| REQUIRED WORK |
Repeat every entry in the listing below, exactly.

| WORKING DATA |
##############################
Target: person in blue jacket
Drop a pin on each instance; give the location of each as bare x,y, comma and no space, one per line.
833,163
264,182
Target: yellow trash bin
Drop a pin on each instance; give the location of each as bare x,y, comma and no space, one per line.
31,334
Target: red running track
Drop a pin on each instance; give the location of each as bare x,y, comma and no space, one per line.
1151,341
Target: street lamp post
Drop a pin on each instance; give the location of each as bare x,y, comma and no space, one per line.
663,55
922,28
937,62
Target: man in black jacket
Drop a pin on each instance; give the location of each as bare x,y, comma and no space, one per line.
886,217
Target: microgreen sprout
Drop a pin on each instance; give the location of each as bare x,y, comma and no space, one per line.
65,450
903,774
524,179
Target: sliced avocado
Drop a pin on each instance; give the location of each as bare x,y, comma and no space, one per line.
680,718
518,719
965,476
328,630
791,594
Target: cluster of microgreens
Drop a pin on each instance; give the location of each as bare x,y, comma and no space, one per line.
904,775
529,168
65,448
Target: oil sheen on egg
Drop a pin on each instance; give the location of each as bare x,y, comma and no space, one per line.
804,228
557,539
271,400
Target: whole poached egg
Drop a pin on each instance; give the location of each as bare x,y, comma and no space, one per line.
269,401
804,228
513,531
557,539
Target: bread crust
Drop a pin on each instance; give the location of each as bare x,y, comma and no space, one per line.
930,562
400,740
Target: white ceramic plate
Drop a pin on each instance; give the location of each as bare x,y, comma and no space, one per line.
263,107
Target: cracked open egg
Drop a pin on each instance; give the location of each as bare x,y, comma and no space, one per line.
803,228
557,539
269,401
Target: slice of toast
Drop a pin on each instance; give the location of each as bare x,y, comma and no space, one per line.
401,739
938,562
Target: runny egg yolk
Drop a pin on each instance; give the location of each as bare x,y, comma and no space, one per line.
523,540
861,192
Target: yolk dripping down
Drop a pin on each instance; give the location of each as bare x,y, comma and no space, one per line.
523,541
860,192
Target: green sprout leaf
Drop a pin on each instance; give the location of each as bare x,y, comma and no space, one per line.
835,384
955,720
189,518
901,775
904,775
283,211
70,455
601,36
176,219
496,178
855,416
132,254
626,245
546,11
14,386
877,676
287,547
##############################
| EXERCISE ANSWER |
Target: person in blue jacket
Drop a pin on each instance; give the location of each as bare x,y, comma and no space, one per line.
833,163
264,182
Target: yellow trash bin
Drop a pin on each instance; give the location of each as bare x,y, comma and no space, one per line.
31,334
Target: red running track
Drop a pin on each instance; give the location of each as bare x,y, comma and no space, one per line.
1151,341
Target: street lamp post
Drop a pin on each instance; give the location of each as bare x,y, comma and no space, one per line.
663,55
922,28
937,62
Target: man in black jacket
Drop a pin on each instance; give the location of each as bare x,y, comma and no space, one per line.
886,217
Target: microgreen sprout
Drop a pin on each instance; give the location of each as bare x,y, comma and no space, one per line.
65,450
903,774
524,179
Target: sliced avocado
Drop a pin on each instance; give the location of each as bare x,y, comma and no space, one per line.
680,718
518,719
965,476
328,630
791,594
Target: cluster of microgreens
Drop a pin on each instance; give the location of each as bare x,y, comma and no space, one per line.
904,775
529,168
65,448
Target: oil sheen on egg
Drop a pin on each instance; give the location of each as bare x,y, comma and no space, one per line.
804,228
557,539
271,400
Target: whole poached egg
Drop a pin on each instance; give the location of each as bare x,y, comma and no space, one per line.
269,401
804,228
513,531
557,539
Target: bread crust
Drop a pin on each instance; give the location of each as bare x,y, comma and no space, one per line.
930,562
400,740
Target: white ceramic plate
Drop a pin on each instance; give the location of each as bare x,y, comma and no space, one per line.
263,107
Target: cracked open egg
Drop a pin on each instance; give the location of each as bare x,y, comma and no space, one per line.
803,228
557,539
269,401
Target: slice of toast
Drop a pin on each instance; give the location of each as bare x,y, comma and no space, one per line.
401,739
938,562
Target: runny egg yolk
Drop a pin on each instance; give the location of each as bare x,y, comma and no space, one per line.
523,540
861,192
Target: yolk dripping down
Drop a pin on each instance; give the location of each as bare x,y, comma and no space, one per line.
523,541
860,192
Target: green sprout leaf
Drop a pin on each instance; give the location of each as bare x,y, comma and no space, one per line.
835,384
955,720
189,518
901,775
904,775
283,211
70,455
601,36
176,219
496,178
855,416
132,254
626,245
546,11
14,386
877,676
287,547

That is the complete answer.